START Excerpt provided
10 April - "We moved from the Chateau (Morgue) yesterday & our new quarters are fine – we have stove & electric lights – very comfortable – also at 5:30 am a good band marches up and down in front of our room & plays something stirring to wake us up – gay lift! But it is a long walk from where we live to where we work & the mud is ankle deep."

13 April - "Now I have a nice room all to myself – stove – electric lights etc. I do all my own housework – split wood – carry water & dump dirty water – it is lots of fun. We have a bully shower bath in the next block."

Sunday 21 April - "Have just made a little sketch of my room - you can stand it up & imagine you are right in it. - You can see into all adjoining rooms through the cracks & no one in the building has a secret from his neighbor - there are about 40 officers quartered in this building two to a room - only I am alone. The S.E. wall is the outside one - & that is brick for 3 ft from floor. I only have one stove - but it is right in the corner so I had to draw it twice."

Life at the Camp

17 April - "Speaking of stewed - reminds me that I haven't had but one decent drink since I got to France - their regulations are very strict. & the Military Police - enforce them with glee - nothing stronger than beer or light wine & there isn't a "kick" in a barrel of it."

Fortunately we were able to enjoy many wonderful beverages during our visit.

"Speaking of regulations - you can tell any Mother that has a son over here that he is safer as far as wine, women & song is concerned that he would be at home. If a man or officer is seen with a questionable woman he is arrested at once, Court Marshaled & sent home in disgrace - this country is overrun with Military Police & they are right on the job. No decent woman will have anything to do with the Americans & the Americans cannot have anything to do with the indecent - so there you go."

"Have just come in from a very interesting days work & I am very, very tired, - a crew of us left here at 6:45 this am with a truck full of machine guns & ammunition – when we got to where we were going we set up the guns & each of us took one & blew the crust off the earth – the guns are beauts & I love to shoot them – we fired over 6000 rounds and didn’t kill a thing ( I hope) – We were testing guns that had been sent back from the front for repairs & the work is part of my instruction course."

Our Visit & Thanks

On top of LeMont de Marcilly-sur-Tille we were able to view the valley and see the extent of the camp. We saw the location of the mill, the old chimney, and the hills that he rode to on the bike.
END Excerpt provided
START Supplied information
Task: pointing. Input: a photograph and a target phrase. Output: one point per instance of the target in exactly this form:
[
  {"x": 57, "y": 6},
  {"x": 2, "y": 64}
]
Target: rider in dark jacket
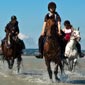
[
  {"x": 12, "y": 31},
  {"x": 51, "y": 15}
]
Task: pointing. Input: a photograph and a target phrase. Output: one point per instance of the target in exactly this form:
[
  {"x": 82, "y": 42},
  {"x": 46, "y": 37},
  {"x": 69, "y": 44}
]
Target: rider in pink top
[{"x": 68, "y": 30}]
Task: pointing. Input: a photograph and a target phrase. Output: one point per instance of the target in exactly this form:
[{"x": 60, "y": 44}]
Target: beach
[{"x": 33, "y": 72}]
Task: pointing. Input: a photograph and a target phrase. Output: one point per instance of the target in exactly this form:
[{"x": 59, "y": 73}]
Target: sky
[{"x": 30, "y": 15}]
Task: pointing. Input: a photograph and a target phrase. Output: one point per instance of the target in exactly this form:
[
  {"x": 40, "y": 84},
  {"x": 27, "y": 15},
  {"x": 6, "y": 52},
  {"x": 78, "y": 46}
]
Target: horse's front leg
[
  {"x": 19, "y": 59},
  {"x": 56, "y": 72},
  {"x": 49, "y": 68}
]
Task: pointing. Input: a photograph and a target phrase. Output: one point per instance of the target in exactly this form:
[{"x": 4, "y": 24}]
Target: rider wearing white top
[{"x": 68, "y": 30}]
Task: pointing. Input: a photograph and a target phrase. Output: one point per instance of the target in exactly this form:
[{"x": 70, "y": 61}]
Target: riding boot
[
  {"x": 79, "y": 50},
  {"x": 40, "y": 44}
]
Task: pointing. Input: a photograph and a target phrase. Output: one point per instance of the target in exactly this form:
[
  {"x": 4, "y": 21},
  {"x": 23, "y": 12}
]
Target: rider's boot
[
  {"x": 79, "y": 50},
  {"x": 40, "y": 43}
]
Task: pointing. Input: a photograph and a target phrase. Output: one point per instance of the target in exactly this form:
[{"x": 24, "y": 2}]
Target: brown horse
[
  {"x": 11, "y": 53},
  {"x": 52, "y": 50}
]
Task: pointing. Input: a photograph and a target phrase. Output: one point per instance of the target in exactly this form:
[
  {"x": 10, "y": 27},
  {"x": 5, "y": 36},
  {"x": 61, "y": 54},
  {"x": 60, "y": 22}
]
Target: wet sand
[{"x": 33, "y": 72}]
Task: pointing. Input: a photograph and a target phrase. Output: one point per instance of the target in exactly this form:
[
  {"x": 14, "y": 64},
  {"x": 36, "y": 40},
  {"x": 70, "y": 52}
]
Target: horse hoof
[
  {"x": 57, "y": 79},
  {"x": 39, "y": 56}
]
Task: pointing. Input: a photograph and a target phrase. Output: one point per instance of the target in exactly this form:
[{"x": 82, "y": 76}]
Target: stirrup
[{"x": 40, "y": 56}]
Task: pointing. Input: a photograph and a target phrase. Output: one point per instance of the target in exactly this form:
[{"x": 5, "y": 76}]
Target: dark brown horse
[
  {"x": 52, "y": 51},
  {"x": 11, "y": 53}
]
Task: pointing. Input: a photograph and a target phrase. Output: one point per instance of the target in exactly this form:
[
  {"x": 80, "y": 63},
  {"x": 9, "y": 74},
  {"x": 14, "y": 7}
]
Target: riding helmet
[
  {"x": 67, "y": 22},
  {"x": 13, "y": 17},
  {"x": 51, "y": 5}
]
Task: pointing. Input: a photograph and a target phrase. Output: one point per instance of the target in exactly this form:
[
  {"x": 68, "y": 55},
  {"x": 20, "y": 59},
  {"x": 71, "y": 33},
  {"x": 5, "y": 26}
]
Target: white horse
[{"x": 71, "y": 50}]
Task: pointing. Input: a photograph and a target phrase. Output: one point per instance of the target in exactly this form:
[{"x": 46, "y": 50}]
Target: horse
[
  {"x": 71, "y": 51},
  {"x": 52, "y": 50},
  {"x": 12, "y": 52}
]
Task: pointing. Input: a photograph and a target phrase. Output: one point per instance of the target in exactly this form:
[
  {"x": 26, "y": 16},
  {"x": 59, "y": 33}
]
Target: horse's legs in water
[
  {"x": 49, "y": 68},
  {"x": 19, "y": 59},
  {"x": 56, "y": 72},
  {"x": 10, "y": 63}
]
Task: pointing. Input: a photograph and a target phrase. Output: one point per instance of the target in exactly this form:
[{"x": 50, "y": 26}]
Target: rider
[
  {"x": 68, "y": 29},
  {"x": 12, "y": 30},
  {"x": 51, "y": 15}
]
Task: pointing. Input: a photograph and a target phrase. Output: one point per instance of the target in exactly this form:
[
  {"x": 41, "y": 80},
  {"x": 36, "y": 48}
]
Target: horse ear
[{"x": 78, "y": 28}]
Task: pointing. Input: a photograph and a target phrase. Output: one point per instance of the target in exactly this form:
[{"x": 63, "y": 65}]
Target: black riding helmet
[
  {"x": 13, "y": 17},
  {"x": 67, "y": 22},
  {"x": 51, "y": 5}
]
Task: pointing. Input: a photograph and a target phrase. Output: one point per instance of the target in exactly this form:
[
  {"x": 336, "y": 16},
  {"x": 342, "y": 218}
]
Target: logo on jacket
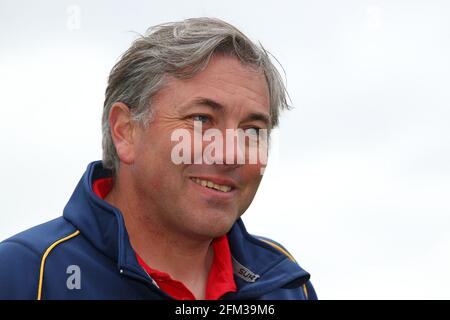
[
  {"x": 74, "y": 280},
  {"x": 243, "y": 272}
]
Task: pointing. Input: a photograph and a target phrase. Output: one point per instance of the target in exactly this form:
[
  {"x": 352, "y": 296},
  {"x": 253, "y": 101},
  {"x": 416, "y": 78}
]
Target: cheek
[{"x": 252, "y": 177}]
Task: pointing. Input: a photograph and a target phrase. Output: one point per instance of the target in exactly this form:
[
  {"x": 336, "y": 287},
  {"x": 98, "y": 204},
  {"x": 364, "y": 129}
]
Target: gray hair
[{"x": 182, "y": 50}]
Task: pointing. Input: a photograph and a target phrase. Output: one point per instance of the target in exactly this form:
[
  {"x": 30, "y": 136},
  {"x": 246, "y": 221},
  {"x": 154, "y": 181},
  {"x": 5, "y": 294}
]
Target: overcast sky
[{"x": 358, "y": 183}]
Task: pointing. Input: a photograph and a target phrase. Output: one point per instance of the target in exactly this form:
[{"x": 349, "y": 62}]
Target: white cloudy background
END Supplied information
* [Work to complete]
A. Transcribe the portion of the letters excerpt that begins with the words "Sunday 21 April" and ends with "during our visit.".
B. In the letters excerpt, how many rounds did the crew fire while testing the machine guns?

* [Responses in order]
A.
Sunday 21 April - "Have just made a little sketch of my room - you can stand it up & imagine you are right in it. - You can see into all adjoining rooms through the cracks & no one in the building has a secret from his neighbor - there are about 40 officers quartered in this building two to a room - only I am alone. The S.E. wall is the outside one - & that is brick for 3 ft from floor. I only have one stove - but it is right in the corner so I had to draw it twice."

Life at the Camp

17 April - "Speaking of stewed - reminds me that I haven't had but one decent drink since I got to France - their regulations are very strict. & the Military Police - enforce them with glee - nothing stronger than beer or light wine & there isn't a "kick" in a barrel of it."

Fortunately we were able to enjoy many wonderful beverages during our visit.

B. Over 6000 rounds.